> **REZENSION**
Schon auf dem schlicht gestalteten Cover mit der Abbildung des Symbols für biologische Waffen und der Blutspur auf schwarzem Hintergrund wird klar, dass der Inhalt des Buches etwas mit  Massenvernichtungswaffen zu tun haben muss.
Dem Autor geht es m.E. um eine spannungsgeladene Story von Anfang bis Ende, die für den Leser zwar einige Überraschungen bereithält, aber ziemlich unauthentisch daherkommt, in vielen Passagen zu klischeehaft ist. Allein die Existenz einer Frau, die gegen das Virus immun ist, ist mehr als fragwürdig in seiner Beschreibung.
Beim Lesen dieses Buches stellte ich mir einige Male die Frage, welches Genre hier bedient werden soll – Fantasy, Science-Fiction, Horror oder doch einen Katastrophen-Thriller, bei dem es um den Einsatz von Biowaffen geht?
Das Buch liest sich flüssig ohne langweilige Passagen oder Fülltexte. Wem es einzig und allein um kurzweilige Unterhaltung geht, ist mit diesem Buch gut beraten. Da dem Buch die Spannung nicht in Abrede gestellt werden kann, finde ich 3 von 5 Sternen passend.
 

Dienstag, 1. August 2023

Aicher, Petra - Fräulein Anna (2)

> **AUFGABEN**
1. Wie viele Sterne vergibt die Rezension dem Buch?
2. Führe die Rezension im Anschluss an ihre letzte Zeile fort.

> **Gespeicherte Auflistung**
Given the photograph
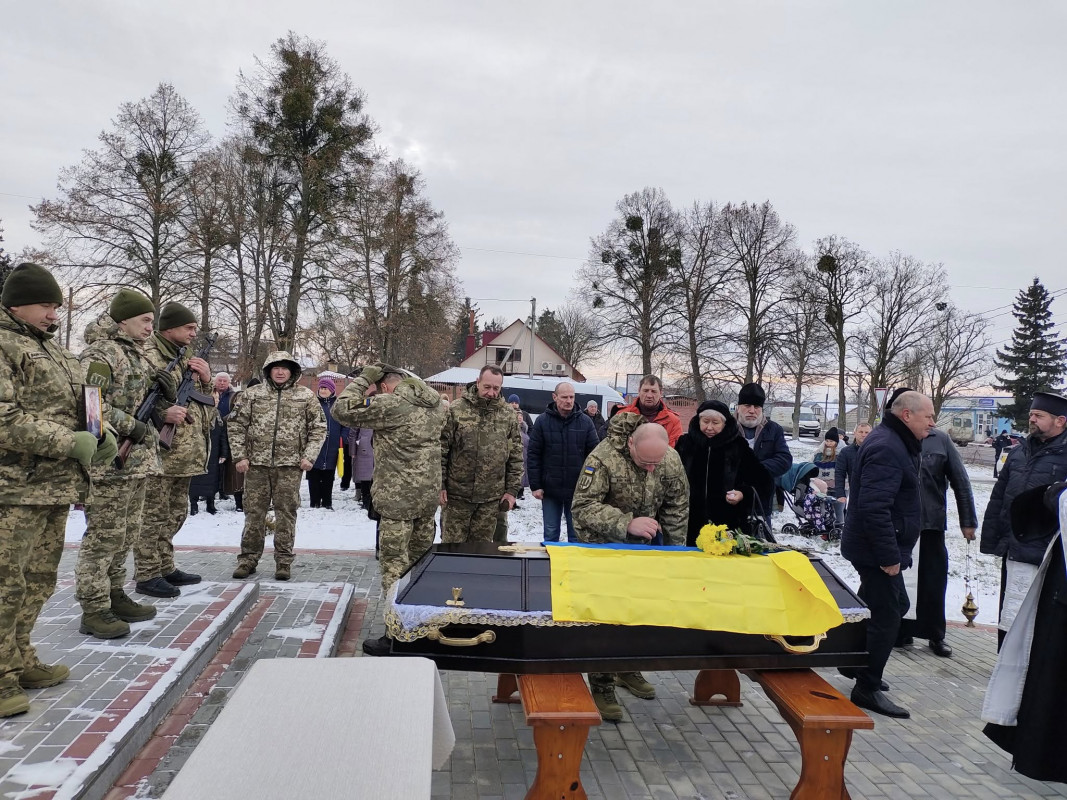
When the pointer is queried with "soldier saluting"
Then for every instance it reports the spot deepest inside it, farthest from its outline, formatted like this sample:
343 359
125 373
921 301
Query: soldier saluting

> **ERWARTETE LÖSUNGEN**
1. 3 von 5 Sternen.

2.
Über die Autorin

Petra Aicher ist das Pseudonym von Petra Grill. Sie wurde 1972 in München geboren, lebt und arbeitet in Erding. Petra Grill ist ausgebildete Buchhändlerin. Unter ihrem richtigen Namen veröffentlichte sie 2020 ihren ersten Roman „Oktoberfest 1900“, der es auf Anhieb auf die Bestsellerliste schaffte. Sie recherchiert Geschichte und Geschichten von München und widmet sich dem Schreiben von historischen Romanen, sowohl unter ihrem richtigen Namen als auch unter dem Pseudonym Petra Aicher.
(Stand: 2023)

 

Fräulein Anna, Gerichtsmedizin (Band 2):

Die Schwabinger Morde

Ausgabe: Paperback mit Klappentext (07/23)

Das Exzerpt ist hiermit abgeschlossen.